TASK PROMPT:
Write out exactly the lines that run from the one containing "Task: in the photo above, where can the black jacket" to the end of the entries below, with both end lines included.

Stored dataset items:
%%

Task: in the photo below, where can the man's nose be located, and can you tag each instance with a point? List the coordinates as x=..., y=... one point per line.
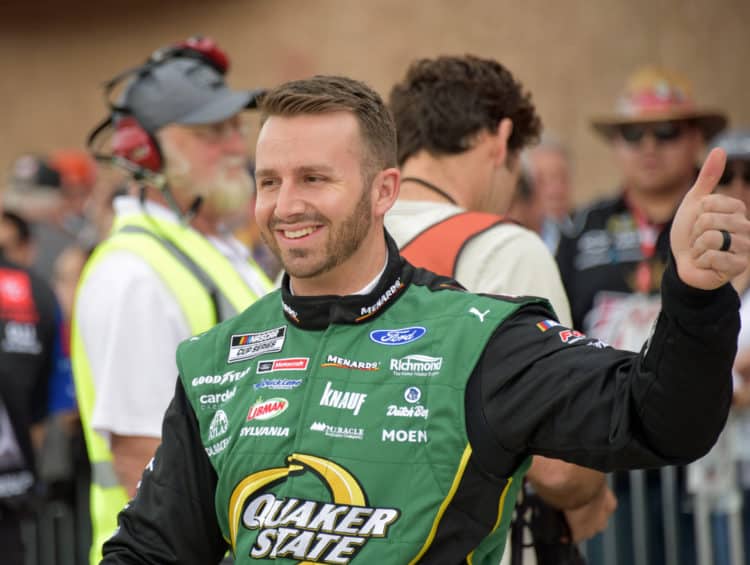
x=289, y=201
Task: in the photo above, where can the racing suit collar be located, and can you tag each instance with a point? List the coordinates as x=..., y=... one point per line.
x=318, y=312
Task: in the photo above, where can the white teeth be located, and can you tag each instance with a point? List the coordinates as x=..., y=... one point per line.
x=295, y=234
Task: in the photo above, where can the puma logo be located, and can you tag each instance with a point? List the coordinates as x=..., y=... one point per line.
x=478, y=314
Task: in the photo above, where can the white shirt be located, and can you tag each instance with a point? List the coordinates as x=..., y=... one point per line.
x=131, y=325
x=505, y=259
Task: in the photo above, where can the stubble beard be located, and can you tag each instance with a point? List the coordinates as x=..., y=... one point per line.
x=342, y=243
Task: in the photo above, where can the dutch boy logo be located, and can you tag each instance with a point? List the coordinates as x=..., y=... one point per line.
x=397, y=337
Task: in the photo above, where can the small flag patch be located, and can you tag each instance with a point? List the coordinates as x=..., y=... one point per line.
x=544, y=325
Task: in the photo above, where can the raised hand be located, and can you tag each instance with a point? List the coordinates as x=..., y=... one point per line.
x=710, y=235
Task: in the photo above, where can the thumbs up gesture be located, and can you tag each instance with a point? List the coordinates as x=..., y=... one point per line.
x=710, y=235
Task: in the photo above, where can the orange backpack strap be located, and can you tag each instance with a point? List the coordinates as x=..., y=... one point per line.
x=438, y=247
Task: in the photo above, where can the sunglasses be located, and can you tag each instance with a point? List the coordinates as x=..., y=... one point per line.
x=662, y=131
x=731, y=172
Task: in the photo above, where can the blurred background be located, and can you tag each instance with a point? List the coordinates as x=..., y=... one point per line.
x=574, y=56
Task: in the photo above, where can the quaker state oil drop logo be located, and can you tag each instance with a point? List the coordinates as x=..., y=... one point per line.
x=296, y=528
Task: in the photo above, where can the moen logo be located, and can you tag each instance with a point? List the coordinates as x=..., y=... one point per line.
x=397, y=337
x=311, y=531
x=265, y=410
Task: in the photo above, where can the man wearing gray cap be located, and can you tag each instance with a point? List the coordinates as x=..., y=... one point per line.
x=170, y=268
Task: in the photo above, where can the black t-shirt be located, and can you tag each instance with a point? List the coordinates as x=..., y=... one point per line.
x=28, y=326
x=602, y=257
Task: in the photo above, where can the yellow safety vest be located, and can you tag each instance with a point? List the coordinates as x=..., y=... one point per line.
x=208, y=290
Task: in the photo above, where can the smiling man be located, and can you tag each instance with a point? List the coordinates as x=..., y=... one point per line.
x=404, y=410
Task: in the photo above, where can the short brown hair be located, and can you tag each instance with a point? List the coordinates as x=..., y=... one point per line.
x=321, y=94
x=442, y=103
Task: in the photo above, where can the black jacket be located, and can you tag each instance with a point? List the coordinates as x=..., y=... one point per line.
x=536, y=390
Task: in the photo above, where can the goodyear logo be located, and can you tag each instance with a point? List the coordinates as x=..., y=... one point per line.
x=302, y=529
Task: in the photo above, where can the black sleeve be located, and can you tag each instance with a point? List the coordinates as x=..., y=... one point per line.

%%

WRITTEN RESPONSE:
Task: in the photo above, where can the black jacket be located, and can you tag each instance with a point? List the coordinates as x=..., y=... one point per line.
x=536, y=390
Task: in the photo above, where can the goodyear logo be located, and can you tag each instance with a point? List the coordinates as x=..., y=... one point per line.
x=302, y=529
Task: in the photo above, where can the black sleeve be located, and can you tag each instance with a point? List the coordinates as x=..., y=... one point per line.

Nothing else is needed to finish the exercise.